EXCERPTED PASSAGE:
>>>>>

It’s a valid point that Polaris needs to support multi-tenancy, or even
across different external catalogs (such as remote HMS) within a single
realm.

Unfortunately, Kerberos isn’t compatible with this model, as it requires
global configuration per JVM, making it inherently single-tenant. So I’d
suggest we rule out the Kerberos option and explore more flexible
authentication schemes.

Here’s a quick summary of viable alternatives:

   - Implicit Authentication: This can not support multi-tenancy when
   environment variables are leveraged per instance. We could further extend
   this in the future by integrating a more sophisticated secrets manager to
   improve tenant isolation and credential handling.


   - LDAP: A well-established solution that naturally supports multiple
   credentials and user contexts. It aligns well with multi-tenant needs.

Given that, I think we have a clear path forward for enabling multi-tenancy
with HMS federation. Introducing implicit authentication as a starting
point seems reasonable. It can be disabled by default, with Polaris admins
choosing to enable it based on their environment. Even in single-HMS
deployments, this option brings real value without adding complexity, esp.
A lot of organizations only have one HMS instance.

Yufei


On Wed, Jul 9, 2025 at 7:44 AM Robert Stupp <sn...@snazy.de> wrote:

> Following up on my email:
>
> Polaris would really benefit from supporting HMS and other catalog
> types. And the way I see to get there is to have a "HMS only" IRC
> service, which can be legibly built on Java 11, use Kerberos, etc.

<<<<<

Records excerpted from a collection
>>>>>

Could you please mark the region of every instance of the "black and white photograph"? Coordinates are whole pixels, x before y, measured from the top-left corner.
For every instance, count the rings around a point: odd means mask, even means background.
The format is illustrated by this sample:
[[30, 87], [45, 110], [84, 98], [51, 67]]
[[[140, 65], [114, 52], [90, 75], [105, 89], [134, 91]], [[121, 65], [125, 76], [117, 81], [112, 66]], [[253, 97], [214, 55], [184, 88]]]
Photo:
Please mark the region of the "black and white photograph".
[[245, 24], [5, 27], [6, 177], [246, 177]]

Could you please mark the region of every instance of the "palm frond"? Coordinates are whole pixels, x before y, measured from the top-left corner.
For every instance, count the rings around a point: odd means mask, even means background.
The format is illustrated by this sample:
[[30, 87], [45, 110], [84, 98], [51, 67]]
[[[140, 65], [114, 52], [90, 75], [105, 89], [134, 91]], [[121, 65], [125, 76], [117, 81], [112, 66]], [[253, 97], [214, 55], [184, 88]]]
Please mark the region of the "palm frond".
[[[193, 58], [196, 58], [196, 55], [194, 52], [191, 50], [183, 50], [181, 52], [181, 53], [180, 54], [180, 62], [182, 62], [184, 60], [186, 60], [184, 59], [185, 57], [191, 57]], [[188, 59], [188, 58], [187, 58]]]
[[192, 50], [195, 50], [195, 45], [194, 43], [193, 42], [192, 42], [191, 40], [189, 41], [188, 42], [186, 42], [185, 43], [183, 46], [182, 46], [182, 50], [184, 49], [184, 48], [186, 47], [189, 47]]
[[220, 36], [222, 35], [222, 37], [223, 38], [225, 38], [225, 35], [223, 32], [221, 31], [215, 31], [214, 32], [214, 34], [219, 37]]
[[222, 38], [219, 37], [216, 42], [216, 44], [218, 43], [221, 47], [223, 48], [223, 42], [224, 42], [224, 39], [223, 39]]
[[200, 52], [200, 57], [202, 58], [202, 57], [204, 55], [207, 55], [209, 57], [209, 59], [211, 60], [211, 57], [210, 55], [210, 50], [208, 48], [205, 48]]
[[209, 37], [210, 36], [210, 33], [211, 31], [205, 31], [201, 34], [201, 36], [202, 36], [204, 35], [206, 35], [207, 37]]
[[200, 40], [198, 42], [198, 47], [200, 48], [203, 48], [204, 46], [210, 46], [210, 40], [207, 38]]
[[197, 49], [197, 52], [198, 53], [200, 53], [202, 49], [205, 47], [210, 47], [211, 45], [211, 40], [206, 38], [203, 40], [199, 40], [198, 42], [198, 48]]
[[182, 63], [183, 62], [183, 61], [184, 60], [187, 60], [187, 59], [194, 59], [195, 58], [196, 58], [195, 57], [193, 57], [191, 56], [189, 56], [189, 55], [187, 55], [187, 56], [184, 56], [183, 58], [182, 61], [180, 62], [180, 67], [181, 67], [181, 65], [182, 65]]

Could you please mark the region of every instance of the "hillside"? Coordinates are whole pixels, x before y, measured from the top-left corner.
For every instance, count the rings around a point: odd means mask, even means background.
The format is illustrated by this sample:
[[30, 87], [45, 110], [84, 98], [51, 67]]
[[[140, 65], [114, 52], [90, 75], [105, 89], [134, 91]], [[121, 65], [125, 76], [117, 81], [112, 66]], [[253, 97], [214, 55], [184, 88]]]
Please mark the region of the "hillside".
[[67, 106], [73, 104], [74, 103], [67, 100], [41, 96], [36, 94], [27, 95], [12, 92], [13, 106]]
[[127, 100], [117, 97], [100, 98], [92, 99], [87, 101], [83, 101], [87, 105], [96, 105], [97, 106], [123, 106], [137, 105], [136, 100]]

<<<<<

CHALLENGES:
[1] Answer these questions about the Polaris thread:
(a) Why does the thread say Kerberos is incompatible with the multi-tenant model?
(b) What default setting is proposed for implicit authentication?
(c) According to the quoted email, which Java version could the "HMS only" IRC service be built on?
[2] Change the stretch of the Polaris thread from "Here’s a quick" through "and credential handling." by replacing "secrets manager" with "credential vault", and give the resulting passage.
The records bear no relation to the Polaris thread.

ANSWERS TO EACH TASK:
[1]
(a) Kerberos requires global configuration per JVM, which makes it inherently single-tenant.
(b) It would be disabled by default, and Polaris admins would choose whether to enable it based on their environment.
(c) Java 11.

[2]
Here’s a quick summary of viable alternatives:

   - Implicit Authentication: This can not support multi-tenancy when
   environment variables are leveraged per instance. We could further extend
   this in the future by integrating a more sophisticated credential vault to
   improve tenant isolation and credential handling.